» **Exercise instructions**: Locate each line in the data below that contains the string "dark" and copy those lines. Case matters.

[Dataset excerpt]
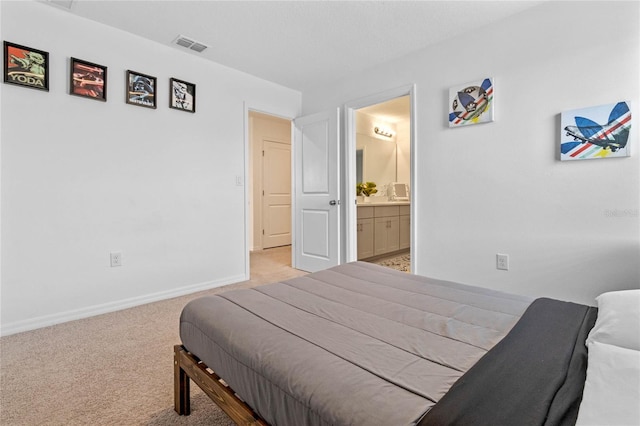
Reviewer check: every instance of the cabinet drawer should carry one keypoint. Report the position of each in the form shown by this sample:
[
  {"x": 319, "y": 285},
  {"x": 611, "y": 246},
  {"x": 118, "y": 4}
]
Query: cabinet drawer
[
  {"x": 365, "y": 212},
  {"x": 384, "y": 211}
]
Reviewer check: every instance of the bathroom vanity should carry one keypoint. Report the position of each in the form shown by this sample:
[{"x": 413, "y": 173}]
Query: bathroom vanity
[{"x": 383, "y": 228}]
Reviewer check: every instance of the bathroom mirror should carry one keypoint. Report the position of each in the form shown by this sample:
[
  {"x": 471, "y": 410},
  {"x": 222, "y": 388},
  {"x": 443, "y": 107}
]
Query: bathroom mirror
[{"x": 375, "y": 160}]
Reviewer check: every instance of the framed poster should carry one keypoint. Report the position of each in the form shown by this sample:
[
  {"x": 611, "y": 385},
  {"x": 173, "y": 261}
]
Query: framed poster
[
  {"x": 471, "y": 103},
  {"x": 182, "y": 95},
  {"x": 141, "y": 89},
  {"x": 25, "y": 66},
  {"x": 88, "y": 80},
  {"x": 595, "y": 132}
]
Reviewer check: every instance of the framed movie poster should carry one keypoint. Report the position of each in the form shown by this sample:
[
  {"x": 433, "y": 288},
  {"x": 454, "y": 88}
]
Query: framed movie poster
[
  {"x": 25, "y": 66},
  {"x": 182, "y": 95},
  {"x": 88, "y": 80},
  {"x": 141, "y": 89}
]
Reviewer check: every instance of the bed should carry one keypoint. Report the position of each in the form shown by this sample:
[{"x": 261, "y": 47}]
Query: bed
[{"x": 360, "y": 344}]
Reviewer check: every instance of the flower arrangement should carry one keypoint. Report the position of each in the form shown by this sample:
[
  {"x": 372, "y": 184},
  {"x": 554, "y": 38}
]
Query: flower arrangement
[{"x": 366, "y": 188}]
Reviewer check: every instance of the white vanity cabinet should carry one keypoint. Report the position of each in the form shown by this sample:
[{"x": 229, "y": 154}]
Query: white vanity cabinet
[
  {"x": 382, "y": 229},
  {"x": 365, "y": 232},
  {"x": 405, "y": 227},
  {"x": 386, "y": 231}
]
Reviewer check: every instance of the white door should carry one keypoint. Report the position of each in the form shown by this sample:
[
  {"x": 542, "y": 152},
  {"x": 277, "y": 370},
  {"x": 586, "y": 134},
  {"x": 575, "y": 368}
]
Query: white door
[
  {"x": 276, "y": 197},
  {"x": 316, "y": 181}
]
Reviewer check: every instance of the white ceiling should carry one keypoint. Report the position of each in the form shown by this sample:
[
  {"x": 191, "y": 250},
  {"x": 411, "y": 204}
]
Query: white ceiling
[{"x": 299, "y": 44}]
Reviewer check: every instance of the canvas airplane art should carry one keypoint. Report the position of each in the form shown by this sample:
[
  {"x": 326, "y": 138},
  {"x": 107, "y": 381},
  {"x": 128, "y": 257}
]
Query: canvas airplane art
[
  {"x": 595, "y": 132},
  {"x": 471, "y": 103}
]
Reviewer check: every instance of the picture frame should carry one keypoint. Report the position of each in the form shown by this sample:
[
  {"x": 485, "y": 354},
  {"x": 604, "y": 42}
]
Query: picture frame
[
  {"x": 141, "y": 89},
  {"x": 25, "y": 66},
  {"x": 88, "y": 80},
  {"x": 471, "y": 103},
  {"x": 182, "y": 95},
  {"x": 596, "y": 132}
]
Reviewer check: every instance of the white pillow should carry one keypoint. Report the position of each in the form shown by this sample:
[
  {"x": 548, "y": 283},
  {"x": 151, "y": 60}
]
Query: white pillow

...

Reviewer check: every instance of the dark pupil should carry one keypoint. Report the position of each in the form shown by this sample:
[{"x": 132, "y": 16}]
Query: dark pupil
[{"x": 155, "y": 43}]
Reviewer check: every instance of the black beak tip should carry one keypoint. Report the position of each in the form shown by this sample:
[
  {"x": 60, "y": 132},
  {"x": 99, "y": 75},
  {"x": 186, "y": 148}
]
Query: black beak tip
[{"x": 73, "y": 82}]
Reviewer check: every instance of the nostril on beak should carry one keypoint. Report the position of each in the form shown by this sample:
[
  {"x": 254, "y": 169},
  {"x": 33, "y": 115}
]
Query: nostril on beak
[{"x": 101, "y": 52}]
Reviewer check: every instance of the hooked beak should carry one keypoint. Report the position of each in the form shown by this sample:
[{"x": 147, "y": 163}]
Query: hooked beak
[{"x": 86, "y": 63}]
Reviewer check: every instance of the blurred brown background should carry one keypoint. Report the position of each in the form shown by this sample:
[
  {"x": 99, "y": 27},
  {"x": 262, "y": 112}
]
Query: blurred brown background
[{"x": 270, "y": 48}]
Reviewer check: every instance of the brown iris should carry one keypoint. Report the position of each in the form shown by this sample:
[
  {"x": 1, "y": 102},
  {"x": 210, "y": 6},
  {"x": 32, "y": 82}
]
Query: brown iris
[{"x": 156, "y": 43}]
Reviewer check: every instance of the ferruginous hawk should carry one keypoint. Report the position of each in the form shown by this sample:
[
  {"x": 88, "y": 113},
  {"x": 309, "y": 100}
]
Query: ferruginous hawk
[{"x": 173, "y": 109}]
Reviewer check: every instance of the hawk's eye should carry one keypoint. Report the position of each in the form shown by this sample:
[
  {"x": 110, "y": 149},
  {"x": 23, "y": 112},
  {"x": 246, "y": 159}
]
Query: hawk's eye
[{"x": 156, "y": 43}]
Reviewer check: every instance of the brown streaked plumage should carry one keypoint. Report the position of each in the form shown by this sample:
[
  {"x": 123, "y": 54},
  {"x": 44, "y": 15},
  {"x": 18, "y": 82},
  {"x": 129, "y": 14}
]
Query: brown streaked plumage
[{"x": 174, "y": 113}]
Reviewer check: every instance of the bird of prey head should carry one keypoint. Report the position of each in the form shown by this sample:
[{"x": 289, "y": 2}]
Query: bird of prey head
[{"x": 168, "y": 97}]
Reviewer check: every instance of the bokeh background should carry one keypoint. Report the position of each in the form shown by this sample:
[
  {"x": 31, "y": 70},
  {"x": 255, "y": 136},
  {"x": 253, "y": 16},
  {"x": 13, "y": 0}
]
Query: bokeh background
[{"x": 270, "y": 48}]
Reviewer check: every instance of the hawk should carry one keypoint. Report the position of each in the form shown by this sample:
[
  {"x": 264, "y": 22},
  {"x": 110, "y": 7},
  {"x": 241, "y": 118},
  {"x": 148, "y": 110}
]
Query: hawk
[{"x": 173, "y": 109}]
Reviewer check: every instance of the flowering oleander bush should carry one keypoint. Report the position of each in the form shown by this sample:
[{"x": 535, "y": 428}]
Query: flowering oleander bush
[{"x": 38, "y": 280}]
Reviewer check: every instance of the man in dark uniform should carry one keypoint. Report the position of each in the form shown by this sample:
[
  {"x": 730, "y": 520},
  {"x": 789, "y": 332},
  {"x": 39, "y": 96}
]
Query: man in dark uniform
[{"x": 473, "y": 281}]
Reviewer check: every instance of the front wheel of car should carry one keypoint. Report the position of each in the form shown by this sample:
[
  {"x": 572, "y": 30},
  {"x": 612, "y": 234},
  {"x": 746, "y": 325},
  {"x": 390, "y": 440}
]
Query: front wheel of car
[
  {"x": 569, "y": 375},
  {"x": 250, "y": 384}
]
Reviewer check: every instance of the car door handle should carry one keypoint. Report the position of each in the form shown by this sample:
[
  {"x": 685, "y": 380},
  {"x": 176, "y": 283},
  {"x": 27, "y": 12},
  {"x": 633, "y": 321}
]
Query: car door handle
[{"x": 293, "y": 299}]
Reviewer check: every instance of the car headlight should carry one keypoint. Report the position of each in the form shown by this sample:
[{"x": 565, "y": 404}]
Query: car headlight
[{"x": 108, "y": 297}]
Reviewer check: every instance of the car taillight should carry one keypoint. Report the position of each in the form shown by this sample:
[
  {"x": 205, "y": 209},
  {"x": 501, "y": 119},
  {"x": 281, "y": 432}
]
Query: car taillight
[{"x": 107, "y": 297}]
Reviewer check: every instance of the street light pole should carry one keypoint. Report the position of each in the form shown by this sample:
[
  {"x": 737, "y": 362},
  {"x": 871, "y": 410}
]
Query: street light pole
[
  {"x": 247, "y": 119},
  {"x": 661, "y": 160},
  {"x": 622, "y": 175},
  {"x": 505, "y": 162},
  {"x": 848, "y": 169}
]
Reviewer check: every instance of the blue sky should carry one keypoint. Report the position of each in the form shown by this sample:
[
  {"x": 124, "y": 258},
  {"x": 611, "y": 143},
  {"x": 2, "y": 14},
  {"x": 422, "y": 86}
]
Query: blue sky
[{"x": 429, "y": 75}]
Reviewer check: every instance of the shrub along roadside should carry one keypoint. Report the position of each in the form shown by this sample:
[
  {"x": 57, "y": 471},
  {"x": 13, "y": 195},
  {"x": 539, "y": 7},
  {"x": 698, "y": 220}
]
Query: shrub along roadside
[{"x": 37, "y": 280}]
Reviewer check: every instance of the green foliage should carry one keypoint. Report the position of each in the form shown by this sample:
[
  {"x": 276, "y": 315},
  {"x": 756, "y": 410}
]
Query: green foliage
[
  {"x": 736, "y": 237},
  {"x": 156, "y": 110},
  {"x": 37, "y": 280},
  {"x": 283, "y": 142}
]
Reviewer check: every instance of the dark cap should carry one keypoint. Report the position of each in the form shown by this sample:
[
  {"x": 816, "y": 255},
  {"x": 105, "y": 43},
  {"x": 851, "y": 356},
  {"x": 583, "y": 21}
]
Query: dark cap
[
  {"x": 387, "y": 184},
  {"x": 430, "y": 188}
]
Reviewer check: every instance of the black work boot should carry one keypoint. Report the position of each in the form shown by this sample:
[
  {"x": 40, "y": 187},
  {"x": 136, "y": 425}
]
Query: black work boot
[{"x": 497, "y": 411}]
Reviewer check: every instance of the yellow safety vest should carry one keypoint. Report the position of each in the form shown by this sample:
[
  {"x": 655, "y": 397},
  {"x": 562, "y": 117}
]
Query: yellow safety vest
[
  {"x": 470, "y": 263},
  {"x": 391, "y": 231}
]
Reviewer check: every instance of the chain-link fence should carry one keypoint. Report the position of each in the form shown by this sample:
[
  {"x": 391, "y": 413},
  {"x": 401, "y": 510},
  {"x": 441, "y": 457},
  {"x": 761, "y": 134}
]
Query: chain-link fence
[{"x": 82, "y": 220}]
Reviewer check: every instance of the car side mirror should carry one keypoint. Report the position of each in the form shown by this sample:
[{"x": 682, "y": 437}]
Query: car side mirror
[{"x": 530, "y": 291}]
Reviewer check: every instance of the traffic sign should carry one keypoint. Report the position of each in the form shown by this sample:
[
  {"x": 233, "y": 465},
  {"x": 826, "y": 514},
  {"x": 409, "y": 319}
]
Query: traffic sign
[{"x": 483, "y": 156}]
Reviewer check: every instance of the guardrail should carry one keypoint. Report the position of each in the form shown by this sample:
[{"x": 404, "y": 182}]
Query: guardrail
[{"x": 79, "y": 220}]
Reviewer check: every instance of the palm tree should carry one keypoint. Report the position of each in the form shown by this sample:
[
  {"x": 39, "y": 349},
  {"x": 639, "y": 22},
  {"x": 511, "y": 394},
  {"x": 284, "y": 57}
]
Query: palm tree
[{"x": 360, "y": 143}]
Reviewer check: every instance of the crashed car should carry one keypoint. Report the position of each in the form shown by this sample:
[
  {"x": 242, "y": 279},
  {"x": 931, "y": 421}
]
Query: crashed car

» **Written response**:
Reviewer check: every instance of the dark pupil should carry one keypoint. Report the position of each in the form shown by this sample:
Query: dark pupil
Reviewer check: every instance of the man in dark uniform should carry one keypoint. Report the position of each in the form shown by this sample:
Query: man in dark uniform
Reviewer check: every instance of the dark cap should carry one keypoint. Report the position of each in the form shown by this sample:
Query: dark cap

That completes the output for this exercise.